- **Task list**
a. Please repeat the portion of the news article below that opens with the words containing "Carper to block" and closes with "in a statement.".
b. Decide whether each statement agrees with the news article below, answering yes or no and quoting the words of the article that settle it: (i) Carper's move would cause President Trump to resubmit all of his pending nominees next year. (ii) Under Senate rules, nominees not confirmed by the end of a congressional session carry over into the next session automatically. (iii) Kathleen Hartnett White was nominated to chair the White House Council on Environmental Quality.

=== Selected passage ===

Carper to block Trump’s CEQ pick

Source: Kevin Bogardus, E&E News reporter • Posted: Wednesday, December 20, 2017

The Senate Environment and Public Works Committee’s top Democrat may add to the White House’s paperwork next year.

Delaware Sen. Tom Carper said yesterday he would object to the Senate holding over the Trump administration’s pending nominees into next year’s session.

Carper’s move — which would cause President Trump to resubmit all of his pending nominees next year — targets the nomination of Kathleen Hartnett White for chairwoman of the White House Council on Environmental Quality.

“Throughout her nomination process, Kathleen Hartnett White has confirmed what her record clearly shows: her views are extreme, her words are staggeringly inappropriate and her disrespect for science and our nation’s chief environmental laws is a danger to public health,” Carper said in a statement.

“Let’s start the new year off with a clean slate and allow President Trump the opportunity to nominate a leader for the Council on Environmental Quality who takes environmental laws and public health protections seriously.”

Under Senate rules, nominees who haven’t been confirmed at the end of a congressional session are returned to the president. Yet it’s common for the Senate to pass a resolution by unanimous consent or voice vote to hold onto those nominees for the following session.

=== Provided information ===

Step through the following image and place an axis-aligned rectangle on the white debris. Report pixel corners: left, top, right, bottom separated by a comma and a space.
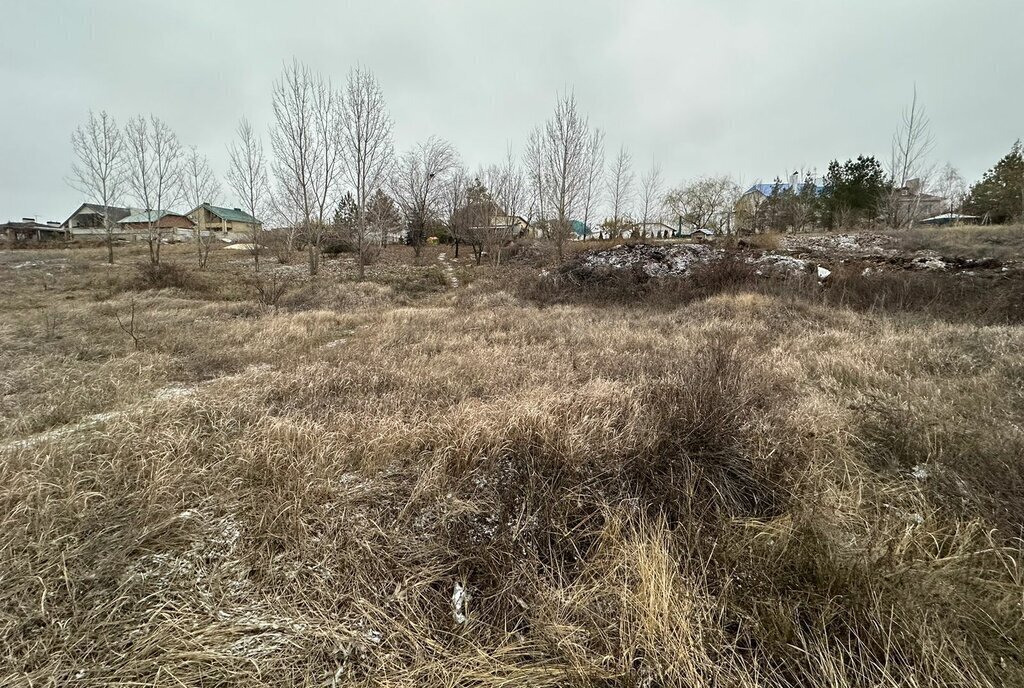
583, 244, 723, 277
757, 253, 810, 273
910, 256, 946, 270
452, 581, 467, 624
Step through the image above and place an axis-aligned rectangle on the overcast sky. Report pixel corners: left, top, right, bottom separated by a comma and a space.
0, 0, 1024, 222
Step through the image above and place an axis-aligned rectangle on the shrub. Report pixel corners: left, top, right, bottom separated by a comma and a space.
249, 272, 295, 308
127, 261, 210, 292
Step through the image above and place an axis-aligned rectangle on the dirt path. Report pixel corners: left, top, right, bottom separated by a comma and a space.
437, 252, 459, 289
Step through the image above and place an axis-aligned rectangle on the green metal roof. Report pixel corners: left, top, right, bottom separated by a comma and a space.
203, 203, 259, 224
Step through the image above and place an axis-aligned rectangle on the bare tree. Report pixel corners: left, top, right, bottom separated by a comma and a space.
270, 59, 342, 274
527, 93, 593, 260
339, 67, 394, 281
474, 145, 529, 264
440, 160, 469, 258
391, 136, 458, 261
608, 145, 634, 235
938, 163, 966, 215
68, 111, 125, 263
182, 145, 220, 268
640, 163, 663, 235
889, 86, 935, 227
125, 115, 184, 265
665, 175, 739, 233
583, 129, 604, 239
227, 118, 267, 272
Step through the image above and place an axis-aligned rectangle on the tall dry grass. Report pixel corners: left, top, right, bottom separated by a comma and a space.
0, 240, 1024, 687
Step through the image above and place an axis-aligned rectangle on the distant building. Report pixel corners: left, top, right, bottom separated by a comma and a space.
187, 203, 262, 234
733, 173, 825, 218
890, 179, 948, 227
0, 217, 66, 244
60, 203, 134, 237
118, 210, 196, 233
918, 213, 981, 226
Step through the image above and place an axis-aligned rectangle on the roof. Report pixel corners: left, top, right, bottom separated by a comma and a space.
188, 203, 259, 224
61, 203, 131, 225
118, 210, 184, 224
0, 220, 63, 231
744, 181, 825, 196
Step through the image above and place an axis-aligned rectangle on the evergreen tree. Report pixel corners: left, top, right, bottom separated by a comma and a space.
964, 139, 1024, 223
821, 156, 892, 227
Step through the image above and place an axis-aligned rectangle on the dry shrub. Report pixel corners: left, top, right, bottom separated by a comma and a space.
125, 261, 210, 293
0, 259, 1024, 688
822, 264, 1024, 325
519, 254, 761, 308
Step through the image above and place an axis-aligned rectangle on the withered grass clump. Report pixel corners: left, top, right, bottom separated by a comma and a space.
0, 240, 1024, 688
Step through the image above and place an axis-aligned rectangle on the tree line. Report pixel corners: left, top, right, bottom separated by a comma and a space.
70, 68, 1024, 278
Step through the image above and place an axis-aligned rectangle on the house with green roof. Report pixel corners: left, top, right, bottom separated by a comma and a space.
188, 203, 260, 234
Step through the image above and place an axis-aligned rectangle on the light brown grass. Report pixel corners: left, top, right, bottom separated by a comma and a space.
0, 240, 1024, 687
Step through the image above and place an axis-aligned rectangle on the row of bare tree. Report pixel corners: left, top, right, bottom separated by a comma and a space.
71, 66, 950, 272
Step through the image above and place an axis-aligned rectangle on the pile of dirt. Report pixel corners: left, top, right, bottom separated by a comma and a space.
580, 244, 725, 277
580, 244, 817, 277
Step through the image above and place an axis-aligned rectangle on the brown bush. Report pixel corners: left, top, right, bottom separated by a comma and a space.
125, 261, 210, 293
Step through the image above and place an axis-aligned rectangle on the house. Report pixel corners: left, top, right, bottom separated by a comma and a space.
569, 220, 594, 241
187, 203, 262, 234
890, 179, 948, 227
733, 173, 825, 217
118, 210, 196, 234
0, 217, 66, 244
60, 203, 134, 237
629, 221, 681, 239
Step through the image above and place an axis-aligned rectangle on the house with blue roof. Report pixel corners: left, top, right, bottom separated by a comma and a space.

===
=== Provided information ===

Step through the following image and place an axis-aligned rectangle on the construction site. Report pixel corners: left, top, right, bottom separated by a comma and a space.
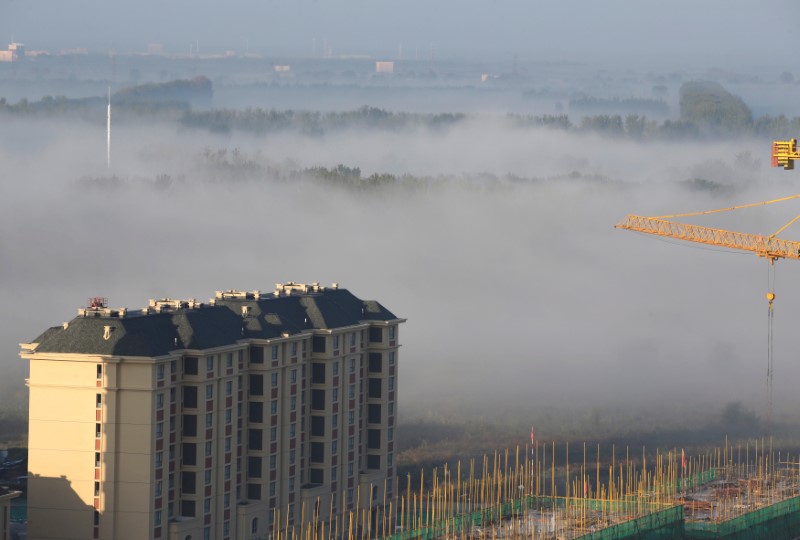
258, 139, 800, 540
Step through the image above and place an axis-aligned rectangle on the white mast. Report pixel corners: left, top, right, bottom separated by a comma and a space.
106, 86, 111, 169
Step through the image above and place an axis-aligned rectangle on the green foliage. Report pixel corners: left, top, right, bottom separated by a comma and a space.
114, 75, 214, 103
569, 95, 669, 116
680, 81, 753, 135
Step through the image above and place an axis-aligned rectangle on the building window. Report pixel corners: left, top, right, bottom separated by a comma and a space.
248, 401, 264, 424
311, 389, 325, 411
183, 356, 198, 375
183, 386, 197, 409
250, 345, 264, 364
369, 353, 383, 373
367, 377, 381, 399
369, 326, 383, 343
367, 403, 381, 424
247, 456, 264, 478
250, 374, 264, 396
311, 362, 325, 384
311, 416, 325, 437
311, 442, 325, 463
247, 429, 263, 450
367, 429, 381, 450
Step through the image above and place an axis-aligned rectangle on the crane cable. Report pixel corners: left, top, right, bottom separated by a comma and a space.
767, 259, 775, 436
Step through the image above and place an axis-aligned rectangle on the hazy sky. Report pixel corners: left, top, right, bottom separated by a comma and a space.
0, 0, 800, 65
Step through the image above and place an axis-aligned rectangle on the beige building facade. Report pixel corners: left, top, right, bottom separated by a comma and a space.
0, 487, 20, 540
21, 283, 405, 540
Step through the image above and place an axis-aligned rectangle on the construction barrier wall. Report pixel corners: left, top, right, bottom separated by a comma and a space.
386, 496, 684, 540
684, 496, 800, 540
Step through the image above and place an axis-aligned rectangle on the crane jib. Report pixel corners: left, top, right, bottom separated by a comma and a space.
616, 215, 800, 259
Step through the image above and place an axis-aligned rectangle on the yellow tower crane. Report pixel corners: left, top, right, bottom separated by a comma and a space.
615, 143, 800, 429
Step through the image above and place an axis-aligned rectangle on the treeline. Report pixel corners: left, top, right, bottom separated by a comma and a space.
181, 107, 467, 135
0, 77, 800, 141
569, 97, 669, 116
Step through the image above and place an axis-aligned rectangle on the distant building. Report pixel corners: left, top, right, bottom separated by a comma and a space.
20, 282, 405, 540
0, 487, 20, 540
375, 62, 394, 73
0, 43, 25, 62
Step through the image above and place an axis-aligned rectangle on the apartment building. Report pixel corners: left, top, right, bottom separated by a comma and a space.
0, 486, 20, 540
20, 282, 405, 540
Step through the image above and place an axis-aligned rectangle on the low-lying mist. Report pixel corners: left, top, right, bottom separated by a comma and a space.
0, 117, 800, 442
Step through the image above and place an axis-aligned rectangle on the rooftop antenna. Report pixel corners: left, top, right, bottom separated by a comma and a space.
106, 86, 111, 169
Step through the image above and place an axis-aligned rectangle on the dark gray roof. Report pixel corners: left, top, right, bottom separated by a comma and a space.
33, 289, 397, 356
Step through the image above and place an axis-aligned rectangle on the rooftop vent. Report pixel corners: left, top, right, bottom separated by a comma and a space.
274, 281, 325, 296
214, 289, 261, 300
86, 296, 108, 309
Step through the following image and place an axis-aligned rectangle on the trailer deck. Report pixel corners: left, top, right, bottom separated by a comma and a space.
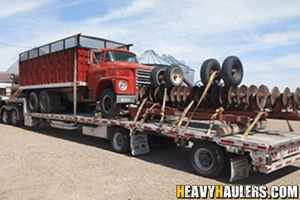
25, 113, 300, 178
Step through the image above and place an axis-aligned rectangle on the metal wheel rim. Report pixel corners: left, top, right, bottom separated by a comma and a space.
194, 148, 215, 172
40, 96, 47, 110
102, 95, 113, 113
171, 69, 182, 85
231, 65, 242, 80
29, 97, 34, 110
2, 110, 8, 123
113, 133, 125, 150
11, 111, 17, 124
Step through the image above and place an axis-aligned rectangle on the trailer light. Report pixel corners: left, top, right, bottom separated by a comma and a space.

===

- **Expected answers**
a.
Carper to block Trump’s CEQ pick

Source: Kevin Bogardus, E&E News reporter • Posted: Wednesday, December 20, 2017

The Senate Environment and Public Works Committee’s top Democrat may add to the White House’s paperwork next year.

Delaware Sen. Tom Carper said yesterday he would object to the Senate holding over the Trump administration’s pending nominees into next year’s session.

Carper’s move — which would cause President Trump to resubmit all of his pending nominees next year — targets the nomination of Kathleen Hartnett White for chairwoman of the White House Council on Environmental Quality.

“Throughout her nomination process, Kathleen Hartnett White has confirmed what her record clearly shows: her views are extreme, her words are staggeringly inappropriate and her disrespect for science and our nation’s chief environmental laws is a danger to public health,” Carper said in a statement.

b.
(i) Yes: "which would cause President Trump to resubmit all of his pending nominees next year"
(ii) No: "nominees who haven’t been confirmed at the end of a congressional session are returned to the president"
(iii) Yes: "the nomination of Kathleen Hartnett White for chairwoman of the White House Council on Environmental Quality"